## DIRECTIONS
Identify each line in the entries below that contains the word "water", and copy every such line in full.

* * * * *

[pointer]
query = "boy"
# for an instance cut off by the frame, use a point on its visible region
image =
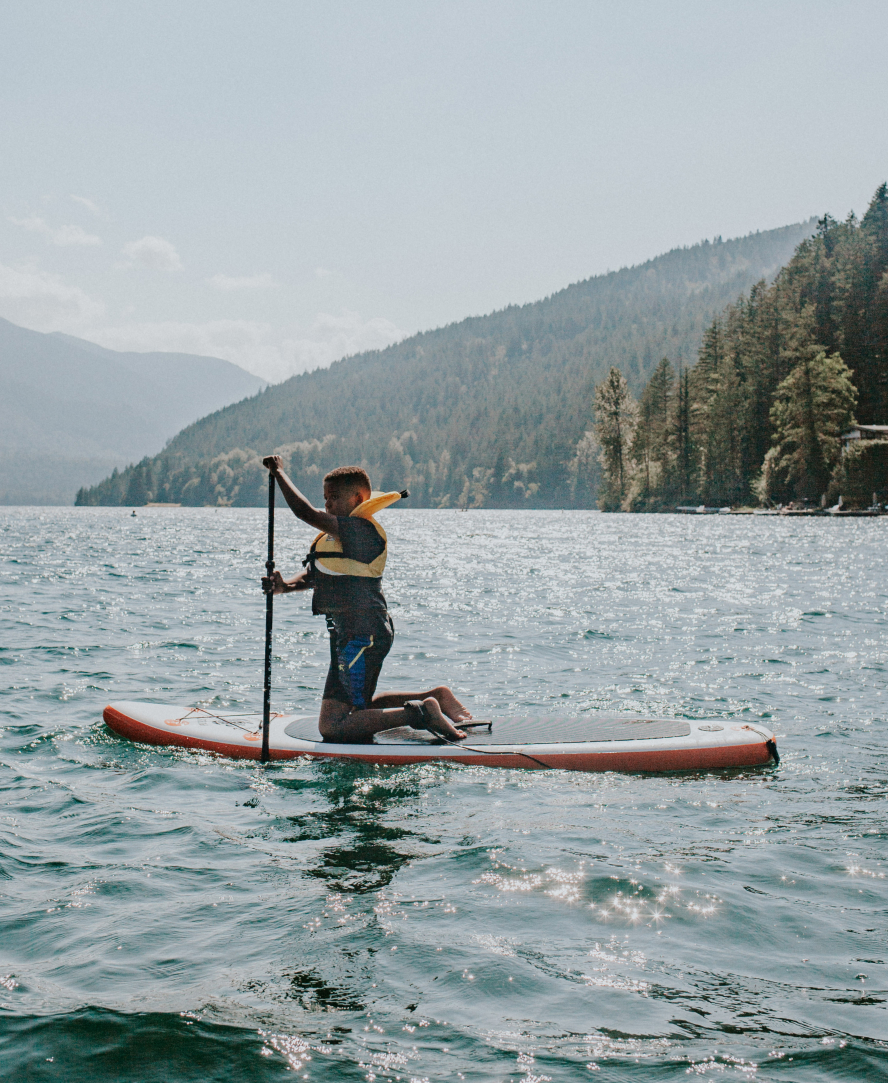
(344, 572)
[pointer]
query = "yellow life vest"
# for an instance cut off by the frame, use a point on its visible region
(326, 549)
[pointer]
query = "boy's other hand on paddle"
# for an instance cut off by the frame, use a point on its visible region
(274, 584)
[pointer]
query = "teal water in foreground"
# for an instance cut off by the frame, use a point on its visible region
(171, 916)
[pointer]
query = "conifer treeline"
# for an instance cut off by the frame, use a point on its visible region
(780, 375)
(487, 412)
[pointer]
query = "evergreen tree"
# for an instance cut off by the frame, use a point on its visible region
(616, 418)
(812, 406)
(652, 446)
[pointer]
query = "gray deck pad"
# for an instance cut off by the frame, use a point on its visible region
(527, 731)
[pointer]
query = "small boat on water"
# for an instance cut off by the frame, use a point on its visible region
(587, 743)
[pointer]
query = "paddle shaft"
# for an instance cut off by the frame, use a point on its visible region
(266, 694)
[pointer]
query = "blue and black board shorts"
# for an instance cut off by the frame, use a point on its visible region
(355, 662)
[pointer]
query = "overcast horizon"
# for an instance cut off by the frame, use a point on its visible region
(282, 185)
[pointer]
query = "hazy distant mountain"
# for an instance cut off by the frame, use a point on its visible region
(72, 410)
(487, 409)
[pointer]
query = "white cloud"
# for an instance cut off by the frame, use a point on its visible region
(230, 283)
(154, 252)
(44, 302)
(256, 346)
(91, 207)
(64, 235)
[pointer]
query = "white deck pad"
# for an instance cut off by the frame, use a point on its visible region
(579, 743)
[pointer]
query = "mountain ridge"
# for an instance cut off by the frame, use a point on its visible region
(493, 403)
(70, 409)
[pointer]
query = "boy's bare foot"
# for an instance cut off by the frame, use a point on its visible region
(441, 721)
(451, 706)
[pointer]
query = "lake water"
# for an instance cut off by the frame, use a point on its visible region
(171, 916)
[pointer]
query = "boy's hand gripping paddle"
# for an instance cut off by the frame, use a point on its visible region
(269, 615)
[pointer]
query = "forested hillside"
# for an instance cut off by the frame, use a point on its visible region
(781, 374)
(484, 412)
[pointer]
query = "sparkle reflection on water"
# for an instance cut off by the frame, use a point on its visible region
(166, 915)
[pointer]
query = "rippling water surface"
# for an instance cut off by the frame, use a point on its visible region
(166, 915)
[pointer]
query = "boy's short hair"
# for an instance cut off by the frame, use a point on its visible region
(348, 479)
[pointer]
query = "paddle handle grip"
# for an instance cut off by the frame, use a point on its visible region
(266, 692)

* * * * *

## ANSWER TO THIS EXERCISE
query = "teal water in foreground"
query = "small boat on water"
query = "lake water"
query = "sparkle reflection on water"
query = "rippling water surface"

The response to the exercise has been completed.